▸ **Written exercise**
Filter the records below and copy out every line containing the word "moss". Matching is case-sensitive.

▸ **Records provided**
#####

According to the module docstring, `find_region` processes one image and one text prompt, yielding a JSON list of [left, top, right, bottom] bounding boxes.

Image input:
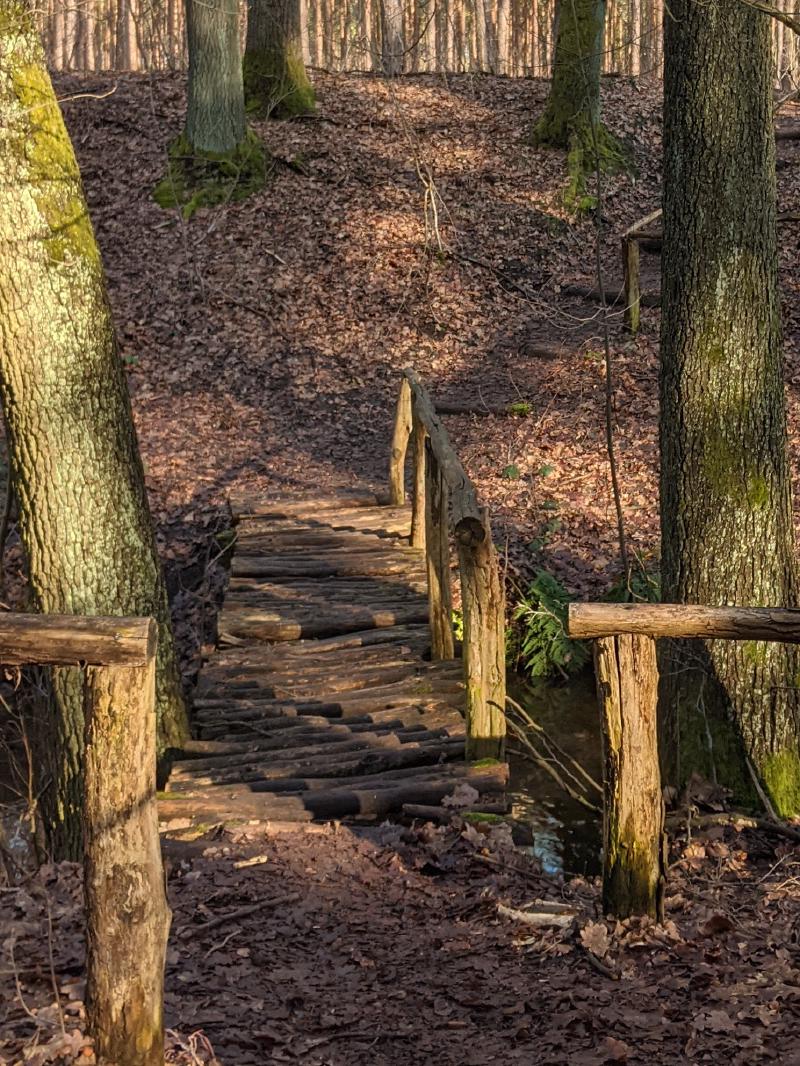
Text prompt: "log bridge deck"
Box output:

#####

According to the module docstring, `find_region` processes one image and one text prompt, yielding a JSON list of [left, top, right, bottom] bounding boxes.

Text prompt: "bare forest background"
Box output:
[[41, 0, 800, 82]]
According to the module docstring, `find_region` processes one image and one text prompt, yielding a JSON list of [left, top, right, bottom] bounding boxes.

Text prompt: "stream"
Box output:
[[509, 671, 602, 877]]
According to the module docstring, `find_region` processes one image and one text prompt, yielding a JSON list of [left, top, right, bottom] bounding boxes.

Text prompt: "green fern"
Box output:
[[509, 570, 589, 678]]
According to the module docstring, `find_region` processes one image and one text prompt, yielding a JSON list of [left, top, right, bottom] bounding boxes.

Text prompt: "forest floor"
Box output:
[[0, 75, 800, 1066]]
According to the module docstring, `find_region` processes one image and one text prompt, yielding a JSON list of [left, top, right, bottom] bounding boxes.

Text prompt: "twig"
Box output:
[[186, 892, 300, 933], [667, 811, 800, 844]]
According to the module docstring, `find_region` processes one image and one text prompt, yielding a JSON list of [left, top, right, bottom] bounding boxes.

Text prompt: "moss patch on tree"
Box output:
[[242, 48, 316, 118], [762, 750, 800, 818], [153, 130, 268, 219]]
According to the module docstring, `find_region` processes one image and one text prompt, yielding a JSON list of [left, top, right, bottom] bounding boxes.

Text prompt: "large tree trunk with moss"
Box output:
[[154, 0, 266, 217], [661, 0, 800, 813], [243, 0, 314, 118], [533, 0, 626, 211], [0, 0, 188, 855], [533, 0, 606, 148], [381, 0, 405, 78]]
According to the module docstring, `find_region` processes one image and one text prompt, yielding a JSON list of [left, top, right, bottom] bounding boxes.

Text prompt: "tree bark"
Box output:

#####

▸ **Full answer**
Text prompt: "moss patch on tree"
Text prompt: "large tree trunk with moss"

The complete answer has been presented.